_Stated goal_. Copy the lines unchanged, beginning at the line that contains "bar, (3) draw tight box, (4) export coordinates." and stopping after the line that contains "0,296,151,318".

_Records for the task_.
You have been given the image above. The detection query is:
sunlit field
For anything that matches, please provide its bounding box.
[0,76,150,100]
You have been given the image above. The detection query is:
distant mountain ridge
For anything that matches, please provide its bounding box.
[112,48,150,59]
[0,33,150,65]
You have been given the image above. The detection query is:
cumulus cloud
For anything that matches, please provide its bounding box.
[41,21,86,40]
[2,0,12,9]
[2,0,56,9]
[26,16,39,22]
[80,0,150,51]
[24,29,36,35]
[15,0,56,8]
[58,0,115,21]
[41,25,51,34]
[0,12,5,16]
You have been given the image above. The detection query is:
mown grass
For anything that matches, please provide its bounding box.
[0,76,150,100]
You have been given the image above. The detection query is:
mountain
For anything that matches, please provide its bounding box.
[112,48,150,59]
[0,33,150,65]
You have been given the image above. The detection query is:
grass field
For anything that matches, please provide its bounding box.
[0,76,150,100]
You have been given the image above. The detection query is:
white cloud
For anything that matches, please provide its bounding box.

...

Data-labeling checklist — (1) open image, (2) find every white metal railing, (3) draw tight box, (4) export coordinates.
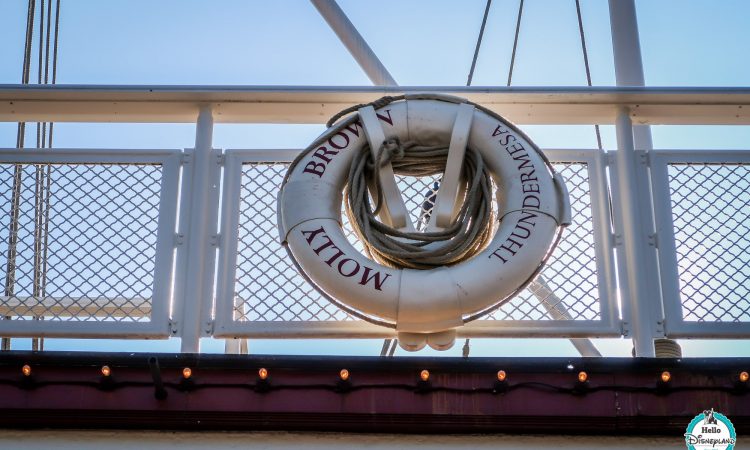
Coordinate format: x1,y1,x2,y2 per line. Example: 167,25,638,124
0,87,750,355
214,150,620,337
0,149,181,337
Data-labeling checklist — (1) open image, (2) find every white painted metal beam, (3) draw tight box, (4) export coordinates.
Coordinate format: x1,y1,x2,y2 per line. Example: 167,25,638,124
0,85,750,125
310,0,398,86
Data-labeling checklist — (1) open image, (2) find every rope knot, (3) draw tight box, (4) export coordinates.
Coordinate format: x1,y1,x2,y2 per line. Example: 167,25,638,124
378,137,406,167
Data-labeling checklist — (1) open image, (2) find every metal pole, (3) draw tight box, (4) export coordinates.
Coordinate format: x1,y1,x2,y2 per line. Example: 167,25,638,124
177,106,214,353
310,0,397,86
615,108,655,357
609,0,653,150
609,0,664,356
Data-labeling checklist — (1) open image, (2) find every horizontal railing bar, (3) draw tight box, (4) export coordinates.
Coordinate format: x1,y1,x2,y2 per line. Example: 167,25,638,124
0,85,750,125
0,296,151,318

_Solution to this task_.
Data-labeling checklist — (1) open image, (2) find every horizontal railing bar, (3) draw tight box, (4) export coordinates.
Coordinate format: x1,y1,x2,y2 per line. Example: 167,25,638,124
0,85,750,125
0,296,151,318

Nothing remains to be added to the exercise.